_Records for the task_

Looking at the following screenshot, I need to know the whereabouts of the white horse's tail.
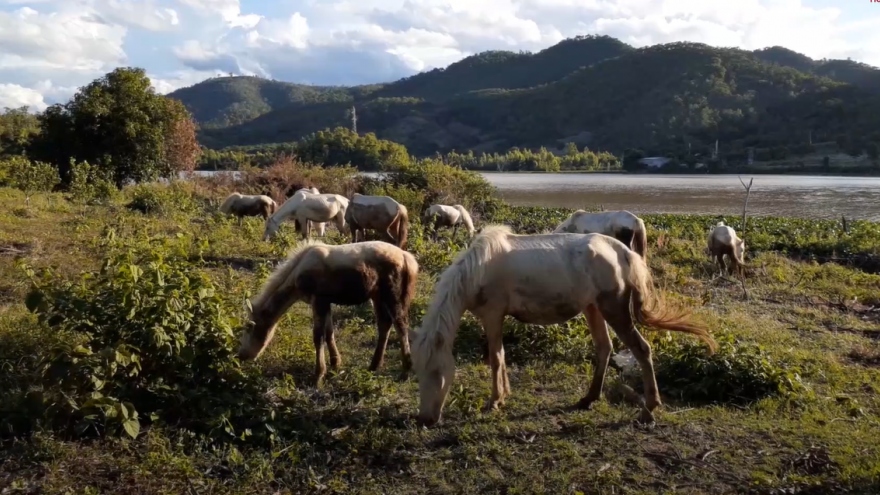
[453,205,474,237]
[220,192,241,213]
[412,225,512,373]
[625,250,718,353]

* * *

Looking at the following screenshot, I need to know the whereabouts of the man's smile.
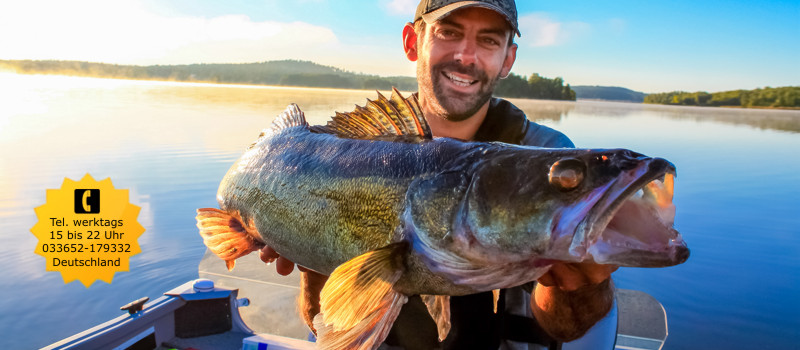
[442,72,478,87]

_Exercise aim_
Copy the items starting at the line that has "white horse's tail." and stopping after the line that has "[625,250,718,353]", changing "screenshot" to "image" and keeping all else the same. Leave the pictures out.

_Task output_
Looking at the following image, I need to know the whereabouts of the white horse's tail.
[453,205,474,237]
[220,192,241,213]
[412,225,512,373]
[625,250,718,353]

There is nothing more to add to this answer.